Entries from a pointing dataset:
<<<<

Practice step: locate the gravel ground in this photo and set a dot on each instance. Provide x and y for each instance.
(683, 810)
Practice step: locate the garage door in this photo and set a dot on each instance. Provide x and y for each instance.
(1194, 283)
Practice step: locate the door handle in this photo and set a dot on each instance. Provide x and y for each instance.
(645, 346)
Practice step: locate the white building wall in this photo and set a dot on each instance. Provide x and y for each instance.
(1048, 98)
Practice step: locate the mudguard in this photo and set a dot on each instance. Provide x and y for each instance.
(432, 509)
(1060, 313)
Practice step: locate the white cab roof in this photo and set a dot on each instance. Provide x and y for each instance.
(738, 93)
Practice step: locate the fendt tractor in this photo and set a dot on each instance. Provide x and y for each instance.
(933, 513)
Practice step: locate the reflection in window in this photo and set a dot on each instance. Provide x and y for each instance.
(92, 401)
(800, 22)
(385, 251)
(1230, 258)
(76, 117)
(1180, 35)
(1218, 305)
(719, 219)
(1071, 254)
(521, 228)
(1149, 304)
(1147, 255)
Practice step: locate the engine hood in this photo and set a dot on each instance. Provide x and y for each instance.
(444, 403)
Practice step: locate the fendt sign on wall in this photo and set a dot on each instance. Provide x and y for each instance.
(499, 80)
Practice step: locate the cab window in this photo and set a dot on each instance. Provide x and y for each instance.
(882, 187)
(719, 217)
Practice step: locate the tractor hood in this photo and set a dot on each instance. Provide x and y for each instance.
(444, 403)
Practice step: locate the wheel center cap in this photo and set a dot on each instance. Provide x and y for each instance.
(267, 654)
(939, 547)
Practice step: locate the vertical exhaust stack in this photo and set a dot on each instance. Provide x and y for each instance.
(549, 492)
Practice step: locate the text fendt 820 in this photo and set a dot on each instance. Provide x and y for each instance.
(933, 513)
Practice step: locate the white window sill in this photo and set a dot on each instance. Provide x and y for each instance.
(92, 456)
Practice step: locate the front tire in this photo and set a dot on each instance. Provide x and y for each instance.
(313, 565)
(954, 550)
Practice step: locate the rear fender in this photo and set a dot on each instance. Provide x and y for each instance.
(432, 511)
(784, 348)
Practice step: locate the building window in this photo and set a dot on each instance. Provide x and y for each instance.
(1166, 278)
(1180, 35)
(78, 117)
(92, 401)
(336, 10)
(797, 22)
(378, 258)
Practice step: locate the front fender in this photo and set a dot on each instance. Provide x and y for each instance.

>>>>

# EXERCISE REQUIREMENTS:
Each entry must be reproduced verbatim.

# RESPONSE TO THIS TASK:
Practice step: locate the gravel ground in this photo and set a dot on each instance. Provide x and y for each instance.
(683, 810)
Practice step: locate the garage door in this photo and set a dot on each instance. Provide x and y for each instance.
(1194, 283)
Practice step: locate the door handle in this photo and set a dot on each instance. Provide x and y for each instance.
(645, 346)
Practice step: locate the white building wall in this photo and set a dot on each instance. Provide x and y for each instance.
(1048, 98)
Practice step: locate the mudguard in this photo and set a dot on each instance. Provide x and y for each instance.
(432, 509)
(1060, 313)
Practice step: locate the white cab roof in this photo and set a dot on each instance. Provide x and y for each instance.
(738, 93)
Practice step: locate the fendt tractor in this photo and set a dot on each instance. Provide x and y for each instance.
(933, 513)
Practice step: locate the reflection in window in this photo and set a dot on each instance. Provide x and y for each instance.
(92, 401)
(800, 22)
(385, 251)
(1230, 258)
(76, 117)
(1180, 35)
(1218, 305)
(719, 219)
(1071, 254)
(521, 228)
(1149, 304)
(1147, 255)
Practice step: locate the engine hood in this photo and set a dot on each instance. Provide x and y for each instance.
(444, 403)
Practice step: locate the fendt sign on wall in this photo and set a dot on each instance. Provide x and y for each instance.
(499, 80)
Practice step: locate the cab window in this photo and set a dot on each instance. Provide x and y for each instance.
(882, 187)
(719, 217)
Practice step: locate the tractor hood in this photo and set a dot on each instance. Provide x and y for each instance.
(444, 403)
Practice step: locate the wheel center cap in this photo and set a dot on each instance. Provide x and y for each instance.
(267, 654)
(939, 547)
Practice step: locate the vertical exhaust stack in this photo and set a dot on each instance. Provide x and y for each instance.
(549, 492)
Practice step: locate the text fendt 820 in this photo and set a dot on each instance. Provide x and y for each instance.
(933, 513)
Practice step: locate the white window sill in this photo and set a dot on each instance. Provide x and y for each instance.
(92, 456)
Practice step: locate the front tire in this photo and set a dot on each instance. Provide x and y for each instance.
(313, 565)
(954, 550)
Practice step: locate the rear fender in this photo and set a dot on each instance. Provide x and y for each instance.
(432, 511)
(784, 348)
Practice step: locate the building window in this photo and set a dot on each instance. Provide x and y for each instance.
(1166, 278)
(1180, 35)
(78, 117)
(92, 401)
(336, 10)
(797, 22)
(378, 258)
Practice step: locate the front fender in this photo and set a dot on each instance. Provide x and y for each instance.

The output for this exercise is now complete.